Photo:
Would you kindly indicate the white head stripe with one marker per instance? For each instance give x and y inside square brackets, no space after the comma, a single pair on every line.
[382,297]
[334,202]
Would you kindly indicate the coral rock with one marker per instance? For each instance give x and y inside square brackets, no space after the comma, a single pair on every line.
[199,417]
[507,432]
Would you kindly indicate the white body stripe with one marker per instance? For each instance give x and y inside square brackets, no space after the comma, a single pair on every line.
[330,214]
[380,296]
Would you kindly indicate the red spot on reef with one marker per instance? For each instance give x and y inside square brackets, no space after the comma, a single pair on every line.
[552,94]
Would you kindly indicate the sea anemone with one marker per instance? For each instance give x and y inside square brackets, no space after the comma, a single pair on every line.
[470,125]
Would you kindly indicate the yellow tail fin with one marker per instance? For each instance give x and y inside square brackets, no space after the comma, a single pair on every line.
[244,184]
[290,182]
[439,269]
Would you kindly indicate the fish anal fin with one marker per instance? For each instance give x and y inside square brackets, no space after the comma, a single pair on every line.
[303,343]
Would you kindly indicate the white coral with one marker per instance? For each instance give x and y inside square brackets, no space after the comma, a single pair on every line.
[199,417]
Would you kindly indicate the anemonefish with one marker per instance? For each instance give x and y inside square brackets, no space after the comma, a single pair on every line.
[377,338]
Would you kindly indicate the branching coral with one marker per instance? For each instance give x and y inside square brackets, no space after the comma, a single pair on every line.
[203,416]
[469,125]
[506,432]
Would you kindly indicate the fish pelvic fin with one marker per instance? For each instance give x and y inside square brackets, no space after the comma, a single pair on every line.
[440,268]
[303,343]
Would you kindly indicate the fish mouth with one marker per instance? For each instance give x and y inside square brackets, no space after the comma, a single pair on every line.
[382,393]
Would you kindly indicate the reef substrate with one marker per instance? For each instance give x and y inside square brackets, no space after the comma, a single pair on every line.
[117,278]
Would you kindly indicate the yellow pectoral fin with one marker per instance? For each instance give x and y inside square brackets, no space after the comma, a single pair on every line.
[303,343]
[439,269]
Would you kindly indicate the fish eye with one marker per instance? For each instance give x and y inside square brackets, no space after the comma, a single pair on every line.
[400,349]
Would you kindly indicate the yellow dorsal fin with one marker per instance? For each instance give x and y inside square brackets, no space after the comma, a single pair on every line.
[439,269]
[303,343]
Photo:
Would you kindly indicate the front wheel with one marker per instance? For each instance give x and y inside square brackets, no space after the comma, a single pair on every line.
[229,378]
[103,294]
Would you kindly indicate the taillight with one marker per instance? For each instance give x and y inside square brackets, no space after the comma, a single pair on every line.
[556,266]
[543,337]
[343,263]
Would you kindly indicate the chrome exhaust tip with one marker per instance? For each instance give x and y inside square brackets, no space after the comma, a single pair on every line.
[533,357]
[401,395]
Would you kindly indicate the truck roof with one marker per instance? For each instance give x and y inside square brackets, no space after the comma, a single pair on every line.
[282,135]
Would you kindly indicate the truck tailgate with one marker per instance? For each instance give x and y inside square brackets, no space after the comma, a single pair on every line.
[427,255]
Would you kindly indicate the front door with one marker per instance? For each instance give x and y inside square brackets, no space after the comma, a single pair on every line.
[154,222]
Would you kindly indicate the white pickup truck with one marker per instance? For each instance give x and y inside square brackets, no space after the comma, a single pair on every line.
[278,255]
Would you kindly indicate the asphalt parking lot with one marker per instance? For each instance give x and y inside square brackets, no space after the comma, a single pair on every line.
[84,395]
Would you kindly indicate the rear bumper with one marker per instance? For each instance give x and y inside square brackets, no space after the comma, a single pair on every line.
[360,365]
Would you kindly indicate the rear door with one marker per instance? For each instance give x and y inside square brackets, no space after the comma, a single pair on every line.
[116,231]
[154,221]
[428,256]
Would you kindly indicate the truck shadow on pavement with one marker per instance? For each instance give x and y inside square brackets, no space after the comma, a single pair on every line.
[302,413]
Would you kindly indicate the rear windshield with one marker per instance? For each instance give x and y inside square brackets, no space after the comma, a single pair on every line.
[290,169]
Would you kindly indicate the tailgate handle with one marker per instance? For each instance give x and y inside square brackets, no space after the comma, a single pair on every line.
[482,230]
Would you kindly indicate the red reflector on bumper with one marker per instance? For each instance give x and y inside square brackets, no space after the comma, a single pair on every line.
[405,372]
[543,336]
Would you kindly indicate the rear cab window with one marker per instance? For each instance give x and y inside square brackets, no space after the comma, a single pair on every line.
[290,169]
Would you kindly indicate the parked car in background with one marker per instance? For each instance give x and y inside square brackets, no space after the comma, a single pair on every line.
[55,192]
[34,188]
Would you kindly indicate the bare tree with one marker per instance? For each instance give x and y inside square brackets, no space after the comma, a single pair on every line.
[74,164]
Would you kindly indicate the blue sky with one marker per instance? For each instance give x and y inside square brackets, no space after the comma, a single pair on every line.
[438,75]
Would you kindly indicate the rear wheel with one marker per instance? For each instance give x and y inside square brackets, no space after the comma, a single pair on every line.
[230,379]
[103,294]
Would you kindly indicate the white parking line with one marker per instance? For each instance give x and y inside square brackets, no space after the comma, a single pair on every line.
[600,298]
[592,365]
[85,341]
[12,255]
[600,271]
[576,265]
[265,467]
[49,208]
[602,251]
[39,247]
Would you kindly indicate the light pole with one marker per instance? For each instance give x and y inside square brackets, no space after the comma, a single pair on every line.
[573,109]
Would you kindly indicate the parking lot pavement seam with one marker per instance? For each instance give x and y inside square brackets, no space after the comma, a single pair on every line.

> [Your task]
Copy out the listing word for word, starting at the line that contains "Would you kindly indicate the blue" and ending with the final line of the listing.

> [Solution for this exercise]
Would you kindly indicate the blue sky with one marker per instance? For each instance give x and y inside square brackets, no space after the comma, a single pair on every line.
[438,75]
Would you kindly indicate the rear wheel with one marker per instance? For each instance give x and y inside square brackets, no space after the comma, a single pair on every line.
[230,379]
[103,294]
Would you kindly indicate the white parking line with one marker per instance? For each instance give x and y inside square brackets, no space after the comma, a single pair on every line.
[600,298]
[592,365]
[85,341]
[12,255]
[600,271]
[576,265]
[265,467]
[49,208]
[602,251]
[39,247]
Would you kindly indicate the light pole with one marker per instance? For each instance give x and y inside square brackets, no space after the comma, a single pair on every line.
[573,109]
Would you kindly indicate the parking lot pavement seam with one marker per instance? For each instance give x and y inside square brackets, no space after the comma, a single pair on every line.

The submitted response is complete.